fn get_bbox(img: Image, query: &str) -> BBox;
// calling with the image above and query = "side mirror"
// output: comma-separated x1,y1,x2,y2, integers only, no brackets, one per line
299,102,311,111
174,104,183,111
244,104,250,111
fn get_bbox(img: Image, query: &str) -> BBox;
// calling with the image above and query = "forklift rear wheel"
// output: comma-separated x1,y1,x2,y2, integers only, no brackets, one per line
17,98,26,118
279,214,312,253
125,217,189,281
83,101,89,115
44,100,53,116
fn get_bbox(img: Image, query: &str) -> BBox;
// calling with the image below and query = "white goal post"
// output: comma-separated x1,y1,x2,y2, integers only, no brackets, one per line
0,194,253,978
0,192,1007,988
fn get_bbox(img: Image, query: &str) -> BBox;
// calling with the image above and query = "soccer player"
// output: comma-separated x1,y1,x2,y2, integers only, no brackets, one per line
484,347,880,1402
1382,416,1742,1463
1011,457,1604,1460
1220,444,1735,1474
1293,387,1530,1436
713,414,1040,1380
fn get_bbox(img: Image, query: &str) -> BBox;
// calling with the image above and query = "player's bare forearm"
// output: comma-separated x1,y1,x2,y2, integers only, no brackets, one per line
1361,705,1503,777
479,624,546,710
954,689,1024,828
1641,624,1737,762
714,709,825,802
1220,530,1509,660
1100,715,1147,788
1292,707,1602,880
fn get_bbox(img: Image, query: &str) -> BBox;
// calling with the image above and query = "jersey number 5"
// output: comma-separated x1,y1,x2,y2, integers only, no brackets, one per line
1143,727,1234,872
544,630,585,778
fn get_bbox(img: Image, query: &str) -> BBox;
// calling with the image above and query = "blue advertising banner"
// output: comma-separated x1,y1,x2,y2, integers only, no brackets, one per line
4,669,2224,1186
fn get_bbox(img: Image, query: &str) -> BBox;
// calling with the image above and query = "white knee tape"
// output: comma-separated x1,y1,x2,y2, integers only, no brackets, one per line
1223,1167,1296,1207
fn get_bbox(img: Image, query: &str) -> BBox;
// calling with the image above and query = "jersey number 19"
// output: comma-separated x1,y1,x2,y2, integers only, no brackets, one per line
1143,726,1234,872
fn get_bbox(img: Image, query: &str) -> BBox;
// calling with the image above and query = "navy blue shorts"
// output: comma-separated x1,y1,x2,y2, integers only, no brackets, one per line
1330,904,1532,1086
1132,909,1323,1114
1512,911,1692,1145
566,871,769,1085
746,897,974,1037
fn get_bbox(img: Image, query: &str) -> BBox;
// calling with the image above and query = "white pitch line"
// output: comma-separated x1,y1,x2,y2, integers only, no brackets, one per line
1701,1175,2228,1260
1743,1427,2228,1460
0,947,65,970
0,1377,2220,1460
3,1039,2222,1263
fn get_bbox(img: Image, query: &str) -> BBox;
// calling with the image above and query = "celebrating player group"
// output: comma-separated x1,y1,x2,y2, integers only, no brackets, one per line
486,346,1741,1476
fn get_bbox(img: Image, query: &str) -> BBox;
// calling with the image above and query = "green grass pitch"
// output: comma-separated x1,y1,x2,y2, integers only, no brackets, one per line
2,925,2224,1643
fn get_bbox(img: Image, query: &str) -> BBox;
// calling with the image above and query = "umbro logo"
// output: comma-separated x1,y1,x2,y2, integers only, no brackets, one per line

-=-=-

• _WORK REQUEST_: All of the material above should be restated verbatim.

• _RESULT FOR THIS TASK_:
fn get_bbox(img: Image, query: &str) -> BBox;
// calling with the image above and query = "side mirror"
// output: comma-separated x1,y1,x2,y2, integers only, no brackets, one per line
299,102,311,111
174,104,183,111
244,104,250,111
fn get_bbox(img: Image, query: &str) -> BBox;
// calling with the image above and query = "forklift rear wheel"
// output: comma-separated x1,y1,x2,y2, integers only, no brackets, one per line
17,98,26,118
279,214,312,253
125,217,189,281
83,101,89,115
44,100,53,116
fn get_bbox(img: Image, query: &str) -> BBox;
// calling with the image below and query = "white goal post"
// output: comma-separated x1,y1,x2,y2, integers only, no brackets, one per line
0,194,253,978
0,192,1007,988
fn get_bbox(img: Image, query: &str) -> BBox;
// calling with the image above and query = "soccer player"
// output: comma-separated x1,y1,x2,y2, integers only, no brackets, one per line
484,347,880,1402
1382,416,1742,1463
1011,457,1604,1460
1220,444,1735,1474
1293,387,1530,1436
713,414,1040,1380
fn get_bbox(img: Image, query: &str) -> BBox;
// calling with the image above and query = "player's bare forearm"
// output: comma-separated x1,y1,x2,y2, integers only, no brackets, one per line
1361,705,1503,777
479,624,546,710
954,689,1024,828
1641,624,1737,762
714,709,825,802
1220,530,1509,660
1100,715,1147,788
1292,707,1602,880
fn get_bbox(img: Image, query: &str) -> BBox;
// calling with the image above and query = "jersey number 5"
// output: comma-separated x1,y1,x2,y2, integers only, no brackets, one per line
1143,727,1234,872
544,630,585,778
fn get_bbox(img: Image, query: &str) -> BBox;
// calling with the image above and query = "blue advertising banner"
// output: comma-separated x1,y1,x2,y2, integers only, no brackets, one per line
4,669,2224,1186
fn get_bbox(img: Image, query: &str) -> BBox;
// calling with the image above and query = "white knee tape"
// output: comma-separated x1,y1,x2,y2, integers only, no brackets, one per line
1223,1167,1296,1207
fn get_bbox(img: Image, query: &str) -> BBox;
// calling with the image above and query = "jersey number 19"
// output: comma-separated x1,y1,x2,y2, integers only, no brackets, one per line
1143,726,1234,872
fn get_bbox(img: Image, query: &str) -> BBox;
// calling with the image above and query = "navy blue shorts"
// output: comma-separated x1,y1,x2,y2, integers only, no brackets, one per line
1330,904,1532,1086
1132,909,1323,1114
1512,911,1692,1145
566,871,769,1085
746,897,974,1037
fn get_bbox(img: Image, query: &str) -> BBox;
// calling with the image above and query = "white pitch line"
// output: comma-separated x1,y1,x2,y2, integers only, no brackets, one per line
1701,1175,2228,1260
1743,1427,2228,1460
0,947,65,970
0,1377,2220,1460
3,1039,2222,1263
fn get_bbox(img: Image, query: &str) -> BBox;
// calling with the image above and query = "celebrating player group"
// output: comma-separated x1,y1,x2,y2, integers only, no brackets, one per line
486,346,1741,1476
fn get_bbox(img: Image, query: &str) -> BBox;
// calling with the image above and query = "green grass pitch"
// output: comma-separated x1,y1,x2,y2, integers only, no brackets, one per line
2,925,2224,1643
fn get_bbox(img: Image, query: &str) -> BBox;
// calling with the image above and query = "umbro logo"
// output: comma-separated x1,y1,x2,y2, integers only, no brackets, one per line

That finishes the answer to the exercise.